Gli infermieri chiedono, vista l’ancora scarsa conoscenza della legge e delle possibilità che offre con i centri antidolore e le cure palliative, di essere messi in condizione di esigere, a tutela della popolazione, il rispetto della norma. La cultura del sollievo, per gli infermieri, è non solo una necessità per soddisfare i bisogni dei pazienti più fragili, ma un dovere morale. E far sì che essa si propaghi e sia compresa è un compito non solo meritorio dal punto di vista umano, ma professionalmente caratterizzante per chi, come gli infermieri, ha deciso di dedicare la propria vita al “prendersi cura”.
In questo senso le competenze distintive sono le caratteristiche intrinseche e salienti della professione rispetto alle cure palliative, e il lavoro sulle core competence rappresenta un’importantissima guida per chi si occupa di questo settore. La terapia del dolore è ormai inserita nei Livelli essenziali di assistenza, ma deve essere presente sia a livello domiciliare sia come specializzazione, e gli infermieri sono pronti a farsene carico.
La prospettiva infermieristica del lavoro in cure palliative si configura in alcuni punti essenziali:
- Il prendersi cura, che supera il concetto di trattamento e di intervento terapeutico. Ha come base di riferimento il farsi presenza attiva nel promuovere la qualità della vita del malato, cioè la percezione dell’individuo della propria posizione nella vita, nel contesto dei sistemi culturali e dei valori di riferimento nei quali è inserito, e in relazione ai propri obiettivi, aspettative, standard e interessi.
○ ○ ○ ○ ○ ○ ○
Trascrivi per intero il testo sugli infermieri e le cure palliative, senza cambiare nulla.
○ ○ ○ ○ ○ ○ ○
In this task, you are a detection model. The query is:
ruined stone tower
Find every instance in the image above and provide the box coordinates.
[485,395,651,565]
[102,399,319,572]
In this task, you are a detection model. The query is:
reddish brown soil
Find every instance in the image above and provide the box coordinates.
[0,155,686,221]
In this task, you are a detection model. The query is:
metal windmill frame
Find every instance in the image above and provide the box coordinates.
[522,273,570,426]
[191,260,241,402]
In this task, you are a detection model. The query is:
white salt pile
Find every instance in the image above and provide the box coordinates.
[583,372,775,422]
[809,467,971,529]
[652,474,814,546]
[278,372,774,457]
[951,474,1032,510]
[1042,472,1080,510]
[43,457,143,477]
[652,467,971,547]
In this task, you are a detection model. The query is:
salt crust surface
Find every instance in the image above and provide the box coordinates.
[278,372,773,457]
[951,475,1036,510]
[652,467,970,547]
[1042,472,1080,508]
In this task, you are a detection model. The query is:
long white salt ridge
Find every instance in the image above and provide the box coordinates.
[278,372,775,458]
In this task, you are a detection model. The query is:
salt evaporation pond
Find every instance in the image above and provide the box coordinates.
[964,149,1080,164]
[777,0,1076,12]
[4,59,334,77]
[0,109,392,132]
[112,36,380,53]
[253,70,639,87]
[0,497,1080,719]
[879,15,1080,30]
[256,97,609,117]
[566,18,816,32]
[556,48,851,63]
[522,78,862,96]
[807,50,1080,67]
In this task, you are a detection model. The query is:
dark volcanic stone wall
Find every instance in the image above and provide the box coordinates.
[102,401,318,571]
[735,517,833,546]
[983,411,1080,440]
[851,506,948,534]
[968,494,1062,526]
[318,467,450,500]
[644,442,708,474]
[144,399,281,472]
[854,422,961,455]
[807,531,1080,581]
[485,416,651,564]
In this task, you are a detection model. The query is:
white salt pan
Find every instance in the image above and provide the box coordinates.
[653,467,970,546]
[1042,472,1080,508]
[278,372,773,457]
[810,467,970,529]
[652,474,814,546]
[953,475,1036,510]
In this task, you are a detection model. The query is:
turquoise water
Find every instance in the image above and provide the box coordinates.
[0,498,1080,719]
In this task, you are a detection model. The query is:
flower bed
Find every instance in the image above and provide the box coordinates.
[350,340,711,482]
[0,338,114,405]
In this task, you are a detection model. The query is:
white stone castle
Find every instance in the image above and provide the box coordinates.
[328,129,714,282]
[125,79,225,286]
○ ○ ○ ○ ○ ○ ○
**Soluzione dell'esercizio**
Gli infermieri chiedono, vista l’ancora scarsa conoscenza della legge e delle possibilità che offre con i centri antidolore e le cure palliative, di essere messi in condizione di esigere, a tutela della popolazione, il rispetto della norma. La cultura del sollievo, per gli infermieri, è non solo una necessità per soddisfare i bisogni dei pazienti più fragili, ma un dovere morale. E far sì che essa si propaghi e sia compresa è un compito non solo meritorio dal punto di vista umano, ma professionalmente caratterizzante per chi, come gli infermieri, ha deciso di dedicare la propria vita al “prendersi cura”.
In questo senso le competenze distintive sono le caratteristiche intrinseche e salienti della professione rispetto alle cure palliative, e il lavoro sulle core competence rappresenta un’importantissima guida per chi si occupa di questo settore. La terapia del dolore è ormai inserita nei Livelli essenziali di assistenza, ma deve essere presente sia a livello domiciliare sia come specializzazione, e gli infermieri sono pronti a farsene carico.
La prospettiva infermieristica del lavoro in cure palliative si configura in alcuni punti essenziali:
- Il prendersi cura, che supera il concetto di trattamento e di intervento terapeutico. Ha come base di riferimento il farsi presenza attiva nel promuovere la qualità della vita del malato, cioè la percezione dell’individuo della propria posizione nella vita, nel contesto dei sistemi culturali e dei valori di riferimento nei quali è inserito, e in relazione ai propri obiettivi, aspettative, standard e interessi.